-- Begin --

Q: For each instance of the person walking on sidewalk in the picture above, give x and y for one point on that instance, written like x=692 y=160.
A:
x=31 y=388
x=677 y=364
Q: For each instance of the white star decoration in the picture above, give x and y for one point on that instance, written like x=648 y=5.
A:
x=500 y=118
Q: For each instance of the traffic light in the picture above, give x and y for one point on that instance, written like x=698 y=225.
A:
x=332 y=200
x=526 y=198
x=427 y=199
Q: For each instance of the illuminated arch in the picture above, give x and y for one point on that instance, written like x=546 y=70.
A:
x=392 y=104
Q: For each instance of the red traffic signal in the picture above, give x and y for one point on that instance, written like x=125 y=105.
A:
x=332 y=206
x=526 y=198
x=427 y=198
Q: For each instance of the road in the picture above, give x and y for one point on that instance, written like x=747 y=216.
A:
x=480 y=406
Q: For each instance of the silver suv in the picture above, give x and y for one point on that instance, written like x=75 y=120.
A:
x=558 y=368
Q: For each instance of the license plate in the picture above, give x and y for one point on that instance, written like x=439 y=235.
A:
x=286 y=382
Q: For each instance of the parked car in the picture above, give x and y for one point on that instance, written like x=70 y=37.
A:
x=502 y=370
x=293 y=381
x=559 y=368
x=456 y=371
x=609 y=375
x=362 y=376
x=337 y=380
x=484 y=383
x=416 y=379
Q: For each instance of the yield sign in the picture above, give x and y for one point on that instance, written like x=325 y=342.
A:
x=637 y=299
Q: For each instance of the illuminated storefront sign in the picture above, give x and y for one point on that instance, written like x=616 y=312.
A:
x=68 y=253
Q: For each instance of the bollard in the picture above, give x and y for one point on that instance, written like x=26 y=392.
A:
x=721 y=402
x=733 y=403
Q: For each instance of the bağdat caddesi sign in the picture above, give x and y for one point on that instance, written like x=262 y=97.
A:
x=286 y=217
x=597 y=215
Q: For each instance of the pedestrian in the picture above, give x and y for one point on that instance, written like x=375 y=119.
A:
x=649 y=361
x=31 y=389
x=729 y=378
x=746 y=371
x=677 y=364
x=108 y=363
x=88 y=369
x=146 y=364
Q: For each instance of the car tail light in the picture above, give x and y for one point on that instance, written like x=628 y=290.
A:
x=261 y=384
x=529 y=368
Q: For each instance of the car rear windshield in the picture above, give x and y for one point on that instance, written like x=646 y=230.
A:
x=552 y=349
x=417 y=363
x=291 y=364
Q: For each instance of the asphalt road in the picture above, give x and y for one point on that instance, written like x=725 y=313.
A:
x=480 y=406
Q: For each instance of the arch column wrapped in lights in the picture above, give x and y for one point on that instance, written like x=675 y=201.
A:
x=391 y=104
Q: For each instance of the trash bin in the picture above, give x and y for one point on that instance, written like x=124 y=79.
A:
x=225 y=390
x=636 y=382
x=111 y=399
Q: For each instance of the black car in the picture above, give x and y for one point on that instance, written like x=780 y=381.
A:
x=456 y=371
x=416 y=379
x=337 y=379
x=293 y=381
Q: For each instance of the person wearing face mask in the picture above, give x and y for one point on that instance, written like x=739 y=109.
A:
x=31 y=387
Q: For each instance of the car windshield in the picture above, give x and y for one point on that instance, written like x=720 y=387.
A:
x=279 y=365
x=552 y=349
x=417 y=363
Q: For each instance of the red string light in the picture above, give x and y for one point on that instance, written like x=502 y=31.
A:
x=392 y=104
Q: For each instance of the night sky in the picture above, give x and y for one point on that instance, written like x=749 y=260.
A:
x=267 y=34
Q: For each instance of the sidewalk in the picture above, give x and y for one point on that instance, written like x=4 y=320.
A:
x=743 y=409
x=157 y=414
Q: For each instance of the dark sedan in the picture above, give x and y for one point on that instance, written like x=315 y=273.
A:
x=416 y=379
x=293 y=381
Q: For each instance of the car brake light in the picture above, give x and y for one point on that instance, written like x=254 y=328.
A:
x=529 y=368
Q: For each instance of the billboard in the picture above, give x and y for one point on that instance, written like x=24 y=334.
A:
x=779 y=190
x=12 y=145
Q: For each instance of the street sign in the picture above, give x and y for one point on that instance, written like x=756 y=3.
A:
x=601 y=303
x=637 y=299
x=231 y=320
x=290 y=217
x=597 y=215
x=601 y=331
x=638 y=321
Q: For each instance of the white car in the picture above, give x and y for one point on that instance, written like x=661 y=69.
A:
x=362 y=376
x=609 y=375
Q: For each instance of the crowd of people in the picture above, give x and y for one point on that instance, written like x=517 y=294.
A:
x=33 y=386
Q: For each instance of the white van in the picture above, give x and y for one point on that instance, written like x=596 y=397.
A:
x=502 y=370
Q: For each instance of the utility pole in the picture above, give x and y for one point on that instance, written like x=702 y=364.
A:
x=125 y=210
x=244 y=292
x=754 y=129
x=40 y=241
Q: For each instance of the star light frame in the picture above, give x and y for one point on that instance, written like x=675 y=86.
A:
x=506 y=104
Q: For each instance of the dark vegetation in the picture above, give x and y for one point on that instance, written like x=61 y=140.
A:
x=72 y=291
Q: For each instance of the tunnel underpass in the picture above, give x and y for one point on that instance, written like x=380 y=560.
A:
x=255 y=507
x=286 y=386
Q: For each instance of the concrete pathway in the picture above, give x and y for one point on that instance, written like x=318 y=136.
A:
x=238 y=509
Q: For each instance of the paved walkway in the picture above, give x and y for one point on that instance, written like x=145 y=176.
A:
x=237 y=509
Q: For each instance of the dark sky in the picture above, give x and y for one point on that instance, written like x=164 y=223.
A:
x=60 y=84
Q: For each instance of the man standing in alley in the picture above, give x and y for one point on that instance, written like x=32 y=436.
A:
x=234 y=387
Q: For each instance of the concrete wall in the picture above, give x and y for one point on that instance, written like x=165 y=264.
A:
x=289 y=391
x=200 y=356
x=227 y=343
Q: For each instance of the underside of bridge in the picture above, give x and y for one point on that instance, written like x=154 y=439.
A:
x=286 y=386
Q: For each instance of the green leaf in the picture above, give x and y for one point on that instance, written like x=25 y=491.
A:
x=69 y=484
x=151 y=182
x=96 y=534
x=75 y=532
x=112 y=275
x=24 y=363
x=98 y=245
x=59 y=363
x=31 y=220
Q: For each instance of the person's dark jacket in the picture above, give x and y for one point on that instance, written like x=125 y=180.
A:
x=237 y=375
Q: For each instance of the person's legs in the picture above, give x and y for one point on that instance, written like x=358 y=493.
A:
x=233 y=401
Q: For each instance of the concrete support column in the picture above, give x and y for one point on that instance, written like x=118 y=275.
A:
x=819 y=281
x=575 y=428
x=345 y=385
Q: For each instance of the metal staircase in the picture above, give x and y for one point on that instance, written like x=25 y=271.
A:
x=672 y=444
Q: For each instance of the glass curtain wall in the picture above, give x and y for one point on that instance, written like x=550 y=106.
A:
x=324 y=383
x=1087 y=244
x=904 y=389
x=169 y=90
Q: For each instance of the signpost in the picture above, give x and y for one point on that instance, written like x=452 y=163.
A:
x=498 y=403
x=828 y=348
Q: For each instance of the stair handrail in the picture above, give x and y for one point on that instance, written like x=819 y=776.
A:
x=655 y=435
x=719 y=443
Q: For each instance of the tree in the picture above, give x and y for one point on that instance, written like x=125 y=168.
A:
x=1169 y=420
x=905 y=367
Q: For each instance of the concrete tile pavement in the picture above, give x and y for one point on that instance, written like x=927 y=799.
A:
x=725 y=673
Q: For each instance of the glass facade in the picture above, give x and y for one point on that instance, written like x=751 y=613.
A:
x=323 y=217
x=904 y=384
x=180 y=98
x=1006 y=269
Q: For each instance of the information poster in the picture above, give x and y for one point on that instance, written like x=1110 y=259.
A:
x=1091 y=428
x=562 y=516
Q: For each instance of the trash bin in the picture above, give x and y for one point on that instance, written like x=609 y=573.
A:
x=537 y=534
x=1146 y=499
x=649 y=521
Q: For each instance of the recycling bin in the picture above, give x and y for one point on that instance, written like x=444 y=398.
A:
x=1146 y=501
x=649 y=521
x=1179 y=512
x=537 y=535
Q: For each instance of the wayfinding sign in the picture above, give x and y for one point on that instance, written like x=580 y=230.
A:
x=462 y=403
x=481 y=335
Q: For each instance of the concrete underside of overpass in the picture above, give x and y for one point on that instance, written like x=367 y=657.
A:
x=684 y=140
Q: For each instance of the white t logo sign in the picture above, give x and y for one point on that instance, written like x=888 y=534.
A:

-- End --

Required work:
Reproduce the records from the line with "Q: For each instance of the silver" to the line with "x=111 y=399", substituting "waste bin" for "trash bin" and leaving everything else unchanged.

Exercise output:
Q: For each instance of the silver suv in the picture above, give x and y for one point on that instance, written like x=75 y=120.
A:
x=558 y=368
Q: For each instance of the license plate in the picture above, give x and y for one point on that instance, written like x=439 y=235.
A:
x=286 y=382
Q: For each instance of the parked car in the picture above, give x and y for one point on that instance, written like x=70 y=37.
A:
x=502 y=370
x=293 y=381
x=559 y=368
x=456 y=371
x=609 y=375
x=362 y=376
x=337 y=380
x=484 y=383
x=416 y=379
Q: For each instance of the yield sign in the picture above, give x and y for one point on that instance, written like x=325 y=342.
A:
x=637 y=299
Q: For each instance of the illuminated storefront sign in the picture above, give x and y for one point on that instance, written like x=616 y=312.
A:
x=68 y=253
Q: For each instance of the bollard in the picture above, give x and y for one point on that instance, written like x=26 y=392.
A:
x=721 y=402
x=733 y=403
Q: For each instance of the bağdat caddesi sign in the picture above, give x and y for one point on that instance, written like x=262 y=97.
A:
x=286 y=217
x=597 y=215
Q: For each instance of the pedestrian in the picture above, give x and y for one point on that instance, written like x=375 y=119.
A:
x=649 y=361
x=31 y=389
x=729 y=378
x=746 y=371
x=677 y=364
x=108 y=363
x=88 y=369
x=146 y=364
Q: For each instance of the car tail light in the picture above, give x and y for one point on that instance, written like x=628 y=290.
A:
x=261 y=384
x=529 y=368
Q: For each instance of the car rear windshield in the picture above, give x and y for one point on that instance, written like x=646 y=230.
A:
x=552 y=349
x=417 y=363
x=291 y=364
Q: For each instance of the asphalt road in the picture above, give x and y for one point on that instance, written like x=725 y=313.
A:
x=480 y=406
Q: For each instance of the arch column wrapped in lights in the picture above, give x and y for one point on that instance, written like x=675 y=201.
A:
x=391 y=104
Q: For each instance of the waste bin in the picture above, give x and y for one point on that instance, written like x=124 y=79.
A:
x=225 y=390
x=636 y=382
x=111 y=399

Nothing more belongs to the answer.